_Task statement_.
From the shea butter forum thread below, copy the passage word for word, starting at "Shea Butter is wonderful." and ending at "for your skin.".

_Extract to read_.
OMG I remember that site from a herbal book recommendations!

Thanks for reminding me the web! They also ship to Japan yay!


----------



## eightthirty (Jan 25, 2006)

The closest I come to Shea butter is in my body wash! I'm so lazy when it comes to moisturizing. I just make sure my b/w has really high moisturizer content.


----------



## LipglossQueen (Jan 25, 2006)

Thanx Truthseeker I'll check it out.


----------



## speerrituall1 (Jan 25, 2006)

Pure unrefined shea butter is great for many things head to toe. I love it, but it is too heavy for my combo/oily facial skin. Here's the link of a great seller on eBay. They have a quality product that must be purchased by the pound.

http://search.ebay.com/_W0QQfgtpZ1QQfrppZ25QQsassZheritagecomp

The making of unrefined shea butter:

http://www.goldrvr.island.net/~ydrums/SheaButterStory.htm

The many uses of shea butter:

http://www.sheainstitute.com/21reasons.html

I hope this is helpful!!!


----------



## Leony (Jan 25, 2006)

Thanks for the links speerrituall1, very informative!


----------



## jwahlton (Jan 26, 2006)

Shea Butter is wonderful. I only use unrefined shea butter and use it in most all of my products. My most decadent soap is shea butter, cocoa butter and dead sea mud. OMG that is wonderful for your skin.

Use it on your lips for softness. Rub into scars to help fade. Use on a pregnant tummy to reduce the stretch marks. Use on your feet to soften them up. Just made some lotion bars with shea butter. It looks greasy but it isn't and sinks into your skin like nothing else


----------



## tourmaline (Feb 24, 2006)

_The data_.

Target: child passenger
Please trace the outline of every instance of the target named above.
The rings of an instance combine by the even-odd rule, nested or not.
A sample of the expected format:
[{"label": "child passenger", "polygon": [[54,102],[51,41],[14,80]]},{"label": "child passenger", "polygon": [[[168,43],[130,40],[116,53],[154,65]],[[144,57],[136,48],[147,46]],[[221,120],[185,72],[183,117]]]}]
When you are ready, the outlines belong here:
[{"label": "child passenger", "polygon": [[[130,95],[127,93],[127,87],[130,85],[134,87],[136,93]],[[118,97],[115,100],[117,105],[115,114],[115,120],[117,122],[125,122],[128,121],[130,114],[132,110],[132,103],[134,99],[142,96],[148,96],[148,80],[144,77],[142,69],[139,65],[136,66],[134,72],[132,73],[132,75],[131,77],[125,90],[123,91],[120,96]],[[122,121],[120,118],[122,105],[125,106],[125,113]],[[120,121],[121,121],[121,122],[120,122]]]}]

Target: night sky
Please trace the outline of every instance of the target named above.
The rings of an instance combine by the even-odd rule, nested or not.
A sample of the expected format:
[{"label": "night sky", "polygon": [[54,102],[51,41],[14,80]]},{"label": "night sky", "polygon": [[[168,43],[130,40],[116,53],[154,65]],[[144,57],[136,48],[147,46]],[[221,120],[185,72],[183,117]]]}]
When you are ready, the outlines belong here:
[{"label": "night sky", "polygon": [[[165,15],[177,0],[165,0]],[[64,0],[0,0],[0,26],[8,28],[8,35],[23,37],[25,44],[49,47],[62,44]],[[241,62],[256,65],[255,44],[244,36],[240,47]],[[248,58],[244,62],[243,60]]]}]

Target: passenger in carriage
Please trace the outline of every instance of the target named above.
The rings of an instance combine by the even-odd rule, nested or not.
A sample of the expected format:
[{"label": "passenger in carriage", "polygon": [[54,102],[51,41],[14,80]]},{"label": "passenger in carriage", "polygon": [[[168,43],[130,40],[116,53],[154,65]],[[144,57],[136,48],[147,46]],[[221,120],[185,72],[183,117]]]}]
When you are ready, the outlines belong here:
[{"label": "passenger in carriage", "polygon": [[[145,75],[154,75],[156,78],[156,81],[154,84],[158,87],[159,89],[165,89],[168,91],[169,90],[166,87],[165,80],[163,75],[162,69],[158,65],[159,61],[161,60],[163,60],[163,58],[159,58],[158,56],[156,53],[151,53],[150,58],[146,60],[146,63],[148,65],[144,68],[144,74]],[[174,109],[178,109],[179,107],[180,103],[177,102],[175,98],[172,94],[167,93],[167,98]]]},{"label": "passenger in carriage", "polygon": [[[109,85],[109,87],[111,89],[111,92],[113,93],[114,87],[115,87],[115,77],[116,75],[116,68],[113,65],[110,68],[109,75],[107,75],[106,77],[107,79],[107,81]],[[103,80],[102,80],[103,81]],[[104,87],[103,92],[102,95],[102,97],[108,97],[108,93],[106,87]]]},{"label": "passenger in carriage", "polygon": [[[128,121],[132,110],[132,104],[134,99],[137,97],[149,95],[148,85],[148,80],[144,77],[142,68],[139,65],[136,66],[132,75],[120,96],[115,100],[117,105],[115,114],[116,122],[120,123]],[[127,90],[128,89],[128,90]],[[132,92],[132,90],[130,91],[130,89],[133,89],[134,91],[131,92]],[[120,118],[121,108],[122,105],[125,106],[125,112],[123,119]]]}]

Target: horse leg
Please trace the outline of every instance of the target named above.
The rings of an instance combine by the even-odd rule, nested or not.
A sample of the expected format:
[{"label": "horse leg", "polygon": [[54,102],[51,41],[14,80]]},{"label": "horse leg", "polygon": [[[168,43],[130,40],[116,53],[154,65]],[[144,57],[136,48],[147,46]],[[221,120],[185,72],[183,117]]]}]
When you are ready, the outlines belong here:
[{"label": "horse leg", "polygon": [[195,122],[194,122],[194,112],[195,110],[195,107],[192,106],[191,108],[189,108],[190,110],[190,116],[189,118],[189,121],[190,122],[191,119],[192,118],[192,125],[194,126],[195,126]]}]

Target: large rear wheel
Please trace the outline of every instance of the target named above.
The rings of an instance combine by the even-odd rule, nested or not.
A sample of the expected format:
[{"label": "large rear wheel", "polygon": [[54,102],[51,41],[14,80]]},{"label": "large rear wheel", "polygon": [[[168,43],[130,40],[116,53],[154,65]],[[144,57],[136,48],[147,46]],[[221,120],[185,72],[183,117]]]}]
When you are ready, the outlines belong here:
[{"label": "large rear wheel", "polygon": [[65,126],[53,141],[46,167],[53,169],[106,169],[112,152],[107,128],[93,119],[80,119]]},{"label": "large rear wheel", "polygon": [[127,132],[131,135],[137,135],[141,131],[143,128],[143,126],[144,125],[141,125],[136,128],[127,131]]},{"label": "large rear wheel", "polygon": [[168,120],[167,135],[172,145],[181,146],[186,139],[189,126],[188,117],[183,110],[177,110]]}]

* * *

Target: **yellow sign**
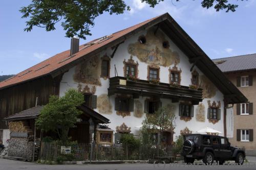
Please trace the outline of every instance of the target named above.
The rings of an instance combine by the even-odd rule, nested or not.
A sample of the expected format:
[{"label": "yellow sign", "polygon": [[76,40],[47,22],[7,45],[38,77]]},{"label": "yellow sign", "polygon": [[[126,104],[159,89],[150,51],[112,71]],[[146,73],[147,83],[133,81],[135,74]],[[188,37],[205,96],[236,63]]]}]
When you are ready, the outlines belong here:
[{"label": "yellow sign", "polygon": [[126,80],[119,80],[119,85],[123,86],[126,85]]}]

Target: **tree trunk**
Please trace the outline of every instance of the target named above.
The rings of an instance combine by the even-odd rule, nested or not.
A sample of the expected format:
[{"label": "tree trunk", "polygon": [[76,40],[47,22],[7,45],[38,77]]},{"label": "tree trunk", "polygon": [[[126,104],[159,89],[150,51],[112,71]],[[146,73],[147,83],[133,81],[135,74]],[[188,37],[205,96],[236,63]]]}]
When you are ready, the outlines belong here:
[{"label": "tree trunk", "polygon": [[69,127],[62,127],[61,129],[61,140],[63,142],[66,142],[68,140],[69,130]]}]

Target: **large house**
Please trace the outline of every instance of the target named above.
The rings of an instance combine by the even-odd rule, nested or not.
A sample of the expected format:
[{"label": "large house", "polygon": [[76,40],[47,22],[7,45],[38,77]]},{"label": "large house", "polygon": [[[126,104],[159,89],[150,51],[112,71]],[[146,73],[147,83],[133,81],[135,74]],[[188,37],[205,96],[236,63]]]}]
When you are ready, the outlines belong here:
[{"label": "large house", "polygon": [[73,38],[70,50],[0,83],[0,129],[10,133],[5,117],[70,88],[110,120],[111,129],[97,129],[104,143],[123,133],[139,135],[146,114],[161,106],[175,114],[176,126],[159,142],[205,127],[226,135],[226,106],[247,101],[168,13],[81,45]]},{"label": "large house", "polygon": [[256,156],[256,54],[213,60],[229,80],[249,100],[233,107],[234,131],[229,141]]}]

_Result of this exercise_.
Shea Butter is wonderful. I only use unrefined shea butter and use it in most all of my products. My most decadent soap is shea butter, cocoa butter and dead sea mud. OMG that is wonderful for your skin.